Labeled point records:
---

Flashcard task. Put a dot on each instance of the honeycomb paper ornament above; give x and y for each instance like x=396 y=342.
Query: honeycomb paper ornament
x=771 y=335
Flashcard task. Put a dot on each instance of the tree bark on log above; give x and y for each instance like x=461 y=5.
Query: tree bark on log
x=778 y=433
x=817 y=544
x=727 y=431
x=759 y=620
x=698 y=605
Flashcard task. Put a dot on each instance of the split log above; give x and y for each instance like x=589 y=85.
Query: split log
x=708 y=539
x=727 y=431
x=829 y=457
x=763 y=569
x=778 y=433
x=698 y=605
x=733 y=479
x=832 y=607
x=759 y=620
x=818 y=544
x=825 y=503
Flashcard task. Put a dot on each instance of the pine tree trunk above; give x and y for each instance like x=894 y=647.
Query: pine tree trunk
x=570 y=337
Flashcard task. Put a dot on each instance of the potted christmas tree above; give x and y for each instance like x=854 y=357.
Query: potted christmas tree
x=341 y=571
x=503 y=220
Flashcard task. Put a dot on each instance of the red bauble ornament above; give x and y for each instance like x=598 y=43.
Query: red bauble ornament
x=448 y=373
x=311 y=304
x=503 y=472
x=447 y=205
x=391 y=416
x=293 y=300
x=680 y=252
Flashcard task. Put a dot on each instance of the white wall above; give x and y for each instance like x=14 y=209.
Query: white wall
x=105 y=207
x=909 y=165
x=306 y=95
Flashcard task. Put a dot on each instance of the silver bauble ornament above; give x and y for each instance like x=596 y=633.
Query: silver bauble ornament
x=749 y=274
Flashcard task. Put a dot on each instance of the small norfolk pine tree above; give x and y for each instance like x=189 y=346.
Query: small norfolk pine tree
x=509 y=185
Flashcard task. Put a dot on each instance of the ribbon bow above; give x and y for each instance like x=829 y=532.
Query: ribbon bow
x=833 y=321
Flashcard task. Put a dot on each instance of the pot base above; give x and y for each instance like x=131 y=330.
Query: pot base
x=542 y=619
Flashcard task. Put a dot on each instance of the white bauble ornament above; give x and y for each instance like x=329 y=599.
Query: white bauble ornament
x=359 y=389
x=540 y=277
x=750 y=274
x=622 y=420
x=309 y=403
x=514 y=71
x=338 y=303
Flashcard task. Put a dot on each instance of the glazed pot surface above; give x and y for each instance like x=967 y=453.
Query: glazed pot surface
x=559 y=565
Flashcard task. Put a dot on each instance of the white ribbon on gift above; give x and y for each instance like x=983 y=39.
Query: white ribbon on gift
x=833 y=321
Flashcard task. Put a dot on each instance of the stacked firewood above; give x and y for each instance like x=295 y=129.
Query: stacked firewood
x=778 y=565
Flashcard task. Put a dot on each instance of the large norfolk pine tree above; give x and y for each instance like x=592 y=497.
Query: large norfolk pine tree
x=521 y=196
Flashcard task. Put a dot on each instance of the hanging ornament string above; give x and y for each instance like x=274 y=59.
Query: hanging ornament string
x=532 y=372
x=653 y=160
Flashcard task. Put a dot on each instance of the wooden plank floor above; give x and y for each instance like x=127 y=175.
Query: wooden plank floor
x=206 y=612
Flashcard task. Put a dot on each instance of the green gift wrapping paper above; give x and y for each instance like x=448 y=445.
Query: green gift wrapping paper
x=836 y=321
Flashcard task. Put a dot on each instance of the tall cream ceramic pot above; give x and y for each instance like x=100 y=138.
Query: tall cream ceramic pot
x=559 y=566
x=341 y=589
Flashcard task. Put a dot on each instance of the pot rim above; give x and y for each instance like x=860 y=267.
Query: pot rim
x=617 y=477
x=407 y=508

---

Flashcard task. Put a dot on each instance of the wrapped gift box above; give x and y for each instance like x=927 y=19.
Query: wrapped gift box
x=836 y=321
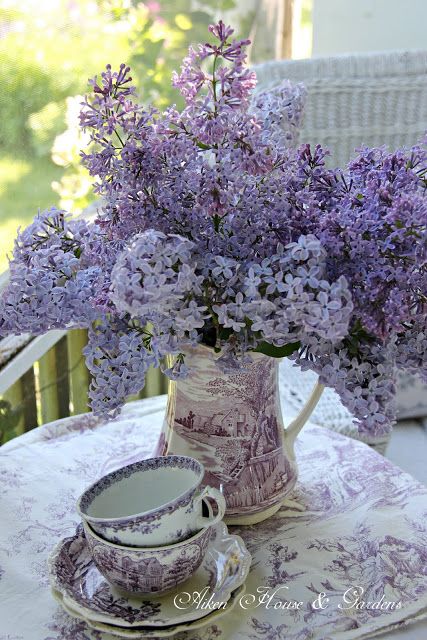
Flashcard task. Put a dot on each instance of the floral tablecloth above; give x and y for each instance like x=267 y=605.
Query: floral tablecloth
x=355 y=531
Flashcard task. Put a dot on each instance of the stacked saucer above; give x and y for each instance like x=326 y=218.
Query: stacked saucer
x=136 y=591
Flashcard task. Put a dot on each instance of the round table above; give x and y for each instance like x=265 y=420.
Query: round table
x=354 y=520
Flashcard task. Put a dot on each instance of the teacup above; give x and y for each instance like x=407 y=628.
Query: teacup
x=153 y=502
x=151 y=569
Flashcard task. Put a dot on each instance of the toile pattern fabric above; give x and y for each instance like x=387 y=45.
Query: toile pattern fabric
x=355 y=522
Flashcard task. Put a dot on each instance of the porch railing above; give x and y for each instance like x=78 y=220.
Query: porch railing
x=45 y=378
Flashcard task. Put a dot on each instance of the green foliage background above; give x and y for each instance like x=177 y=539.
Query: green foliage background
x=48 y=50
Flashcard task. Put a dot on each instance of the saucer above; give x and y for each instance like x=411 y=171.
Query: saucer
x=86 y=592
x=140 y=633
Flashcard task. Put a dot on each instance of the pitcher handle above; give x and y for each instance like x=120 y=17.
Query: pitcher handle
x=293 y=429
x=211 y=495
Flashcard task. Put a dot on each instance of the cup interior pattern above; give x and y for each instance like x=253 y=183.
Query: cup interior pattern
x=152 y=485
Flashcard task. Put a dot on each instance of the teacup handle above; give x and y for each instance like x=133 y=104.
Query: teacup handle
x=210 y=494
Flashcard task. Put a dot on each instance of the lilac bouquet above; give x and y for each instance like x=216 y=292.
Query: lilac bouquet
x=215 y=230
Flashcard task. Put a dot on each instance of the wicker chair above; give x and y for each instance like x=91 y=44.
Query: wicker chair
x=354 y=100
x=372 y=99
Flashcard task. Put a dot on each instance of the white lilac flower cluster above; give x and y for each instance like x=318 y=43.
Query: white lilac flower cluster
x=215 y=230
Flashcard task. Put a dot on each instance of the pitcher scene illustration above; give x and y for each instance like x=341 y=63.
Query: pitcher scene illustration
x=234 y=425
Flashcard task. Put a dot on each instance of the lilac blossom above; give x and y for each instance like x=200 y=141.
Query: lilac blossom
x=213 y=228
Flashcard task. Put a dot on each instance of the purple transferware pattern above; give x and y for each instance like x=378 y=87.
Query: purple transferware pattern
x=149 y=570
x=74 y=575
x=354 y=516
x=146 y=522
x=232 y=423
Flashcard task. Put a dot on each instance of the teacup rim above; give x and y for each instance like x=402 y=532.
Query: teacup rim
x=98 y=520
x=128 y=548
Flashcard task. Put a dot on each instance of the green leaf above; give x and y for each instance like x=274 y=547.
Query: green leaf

---

Copy the rows verbatim, beginning with the line that contains "like x=216 y=292." and continuing through the line that contains "Query: green leaf", with both of those lines included.

Flashcard task. Put a dot on each instance of the lilac bouquet above; give x and y for each instance like x=216 y=292.
Query: lilac bouquet
x=215 y=230
Flashcard task. Put a dot on each instance of the wicker chair above; give x and y for each instance like x=91 y=44.
Query: wicker chair
x=354 y=100
x=372 y=99
Flashcard task. Put a dot on each instance of the white lilac flower cluster above; give x and y for each instance like x=318 y=43.
Query: white lilac flower cluster
x=215 y=230
Flashcard task. Put a dot on each instance of the pitcher scene illustration above; give x and y for each instance like x=341 y=63.
Query: pitcher scene illustration
x=234 y=425
Flashcard task. Put a dot on each instance of the lilac blossom above; give x and y for each instance like x=200 y=141.
Query: lilac blossom
x=213 y=228
Flashcard task. Put a dot on each instance of the purple transferware pattern above; give x and y for each instance like x=378 y=87.
Query: purple transferware pattern
x=149 y=570
x=74 y=575
x=354 y=516
x=146 y=522
x=232 y=423
Flashcard task. Put a dot on each instance of the teacup rim above; give x and y for each instance like x=402 y=532.
Query: teacup rim
x=98 y=520
x=128 y=548
Flashcard task. Put a dot on each instance of the green leaf above; give x and y for each instance like x=274 y=547.
Query: green leaf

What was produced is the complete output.